■ EXTRACTED TEXT:
===

Title: It's time to find some people like me Post by: Vincent56 on July 26, 2022, 06:54:54 PM I'm a parent of an adult BPD child. I haven't spoken to her or seen her in 3 1/2 years. Multiple times a day I was getting the details of her current issues and as I was absorbing her problems and making them mine, I finally lost it. I had to get help. I had therapy twice a week for a year. I took all the DBT classes to learn it all for myself. I learned mindfulness and meditation. I did it all and I won myself back. When I finally was ready to try to reconnect, she was not. It was hard and I dealt with it. She was having contact with my husband, which I didn't ask about to keep myself on the right path. It eventually has ended up she has no contact with either of us unless she needs something or a bad issue comes up, like divorce, death of her dog, death of her cat, one dog killed the other and had to be put down, another cat died, and finally she's lost her home. Yes, there're lots of pets, I know. The loss of her home happened after 6 months of quiet. I literally lost it. I cried for hours. My husband can't handle me being upset for fear of me losing it again. He's the most supportive man in the world, but sometimes I need to cry. He's a very factual unemotional person unless it comes to me. He deals with her in black and white. I never have. I've always tried to fix everything to the point I couldn't take it anymore. Of the 15 nieces and nephews in our family, every single one of them is successful, content and very family oriented. I feel so guilty and alone. It's like everything that is bad is happening to her. It's just killing me.

===

■ COLLECTED MATERIAL:
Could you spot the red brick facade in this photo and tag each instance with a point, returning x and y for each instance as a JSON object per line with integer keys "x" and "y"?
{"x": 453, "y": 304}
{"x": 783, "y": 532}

===

■ USING THE INFORMATION:
• A. According to the forum post, how often and for how long did the poster have therapy?
• B. Please translate this sentence from the forum post into Spanish: "He's the most supportive man in the world, but sometimes I need to cry."

■ PER-TASK OUTPUTS:
• A. Twice a week for a year.

• B. Es el hombre más comprensivo del mundo, pero a veces necesito llorar.